Write down each entry again, exactly as it reads.

__________

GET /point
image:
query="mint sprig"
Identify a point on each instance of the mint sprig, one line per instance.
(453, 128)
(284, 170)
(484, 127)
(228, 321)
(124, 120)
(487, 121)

__________

SOLUTION TO THIS TASK:
GET /point
image:
query="mint sprig"
Identify a point on each instance of the mint sprig, one line per instance.
(453, 128)
(284, 170)
(484, 127)
(228, 321)
(124, 120)
(487, 121)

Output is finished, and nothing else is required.